_TEXTO FORNECIDO_
◇ ◇ ◇

Se bem que para a galinha sujeira é comida, pau é cama e pinto é gente, se é que você me entende. Tudo muito simples. Para nós não, nem toda cama serve, tem lençol que pinica, tem quem não durma sem edredon, o travesseiro tem que estar assim, assado, entende? Tudo muito complicado.

Então, eu queria mesmo falar sobre a moral. Tem quem ache tudo absurdo, tem quem não estranhe nada. Não sabemos as opiniões das aves não-passeriformes acerca da moral, e por isso concluímos logo que elas não têm opinião nenhuma. Ledo engano. Ou não, quem vai saber? Mas parece que nossa espécie tem mesmo uma ampla variedade de opiniões morais, indo desde o Velho até o Novo Testamento, para dar um só exemplo, bem global, e que cabe num único livro.

Mas ali atrás eu apresentei uma dedução lógica que talvez tenha passado despercebida. Disse que as mulheres apelidadas carinhosamente de galinhas o são devido a seus comportamentos incomuns, por isso, inaceitáveis. Ora, a diversidade moral na espécie humana costuma ser encarada apenas por seu viés antropológico, como uma curiosidade de circo, como índios que perfuram os beiços, andam pelados, pintam-se de cores gritantes e empunham seus arcos, flechas e tacapes cantando canções de guerra assustadoras em línguas estranhas. Quem não aprecia um entretenimento? Mas moral é coisa séria, e a verdade é que a moral varia bastante de pessoa a pessoa, com algumas pessoas considerando lícito o que outras achariam vergonhoso, e assim por diante. Mas vivemos em uma sociedade cheia de regras, onde quem foge à missa foge à média, e tem que arcar com as conseqüências. A exemplo da mulher que ganha certos apelidos.

Vamos falar de homens homossexuais, gays, bichas, viados, porque para mal entendedor quatro palavras nem sempre bastam. E quando o assunto é esse quase todo mundo finge que não viu.

Aproximemo-nos devagar. Primeiro, a moral masculina por excelência - a do garanhão. Todo pai quer um filho que coma todas as garotas, que seja o macho alfa do seu bando, com espírito de liderança, forte, decidido, corajoso e machão. Resumindo, e se for pra medir tudo isso numa única variável (que os cientistas chamam de "surrogate"), se comer um monte de meninas já está de bom tamanho.

Agora, com as meninas o assunto é outro. Nenhuma família quer uma filha galinha. A idéia é bem outra. A verdadeira dama, a mulher que se valoriza, que procura encontrar um marido decente, trabalhador, honesto, para constituir uma boa família, deve ser recatada, se guardar para o homem certo, não vai assim com qualquer um não. O ideal até outrora era se casar virgem, e ainda há quem siga tais preceitos, como há pais que os sustenham.

◇ ◇ ◇

_OBJETIVO 1_
Liste todos os adjetivos que o texto fornecido usa para descrever o filho que todo pai quer.
_OBJETIVO 2_
Diga se cada afirmação concorda com o texto fornecido, respondendo sim ou não e citando as palavras do texto que decidem a resposta:
(a) Para a galinha, pau é cama.
(b) Sabemos bem o que as aves não-passeriformes pensam sobre a moral.
(c) Até outrora, o ideal era a mulher se casar virgem.

_INFORMAÇÕES EXTRAÍDAS_
◇ ◇ ◇

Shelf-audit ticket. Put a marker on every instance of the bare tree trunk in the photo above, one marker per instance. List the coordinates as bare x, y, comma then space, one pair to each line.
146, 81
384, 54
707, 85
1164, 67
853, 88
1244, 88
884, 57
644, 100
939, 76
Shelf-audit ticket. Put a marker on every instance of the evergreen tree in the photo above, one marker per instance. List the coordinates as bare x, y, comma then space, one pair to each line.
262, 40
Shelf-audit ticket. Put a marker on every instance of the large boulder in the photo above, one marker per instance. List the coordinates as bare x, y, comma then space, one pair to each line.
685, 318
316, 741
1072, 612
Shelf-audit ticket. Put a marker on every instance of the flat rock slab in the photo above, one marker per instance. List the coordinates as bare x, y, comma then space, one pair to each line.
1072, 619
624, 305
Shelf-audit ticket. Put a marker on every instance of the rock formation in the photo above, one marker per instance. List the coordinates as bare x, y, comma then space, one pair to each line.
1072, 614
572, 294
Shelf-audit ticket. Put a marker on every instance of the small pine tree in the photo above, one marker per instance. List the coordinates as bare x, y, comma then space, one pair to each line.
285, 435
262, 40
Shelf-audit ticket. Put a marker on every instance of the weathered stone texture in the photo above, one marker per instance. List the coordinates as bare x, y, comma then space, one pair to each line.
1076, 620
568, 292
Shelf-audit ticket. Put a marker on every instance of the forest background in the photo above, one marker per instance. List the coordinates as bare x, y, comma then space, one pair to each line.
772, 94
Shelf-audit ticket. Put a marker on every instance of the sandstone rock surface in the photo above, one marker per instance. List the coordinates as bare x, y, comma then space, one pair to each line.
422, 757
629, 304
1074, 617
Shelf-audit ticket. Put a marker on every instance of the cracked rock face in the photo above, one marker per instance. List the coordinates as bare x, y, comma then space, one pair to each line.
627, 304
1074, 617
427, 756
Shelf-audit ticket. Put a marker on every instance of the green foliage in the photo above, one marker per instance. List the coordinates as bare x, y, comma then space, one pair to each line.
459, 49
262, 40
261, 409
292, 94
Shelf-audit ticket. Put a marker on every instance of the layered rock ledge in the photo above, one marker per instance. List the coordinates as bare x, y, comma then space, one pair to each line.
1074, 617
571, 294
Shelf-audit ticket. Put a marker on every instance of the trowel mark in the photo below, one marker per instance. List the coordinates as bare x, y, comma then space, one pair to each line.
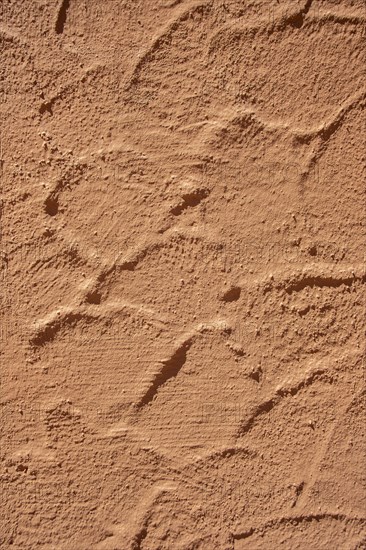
61, 17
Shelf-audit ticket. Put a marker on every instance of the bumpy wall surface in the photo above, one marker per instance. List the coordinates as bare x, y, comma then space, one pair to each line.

◇ ◇ ◇

_RESULTADO FINAL 1_
forte, decidido, corajoso, machão

_RESULTADO FINAL 2_
(a) Sim: "pau é cama"
(b) Não: "Não sabemos as opiniões das aves não-passeriformes acerca da moral"
(c) Sim: "O ideal até outrora era se casar virgem"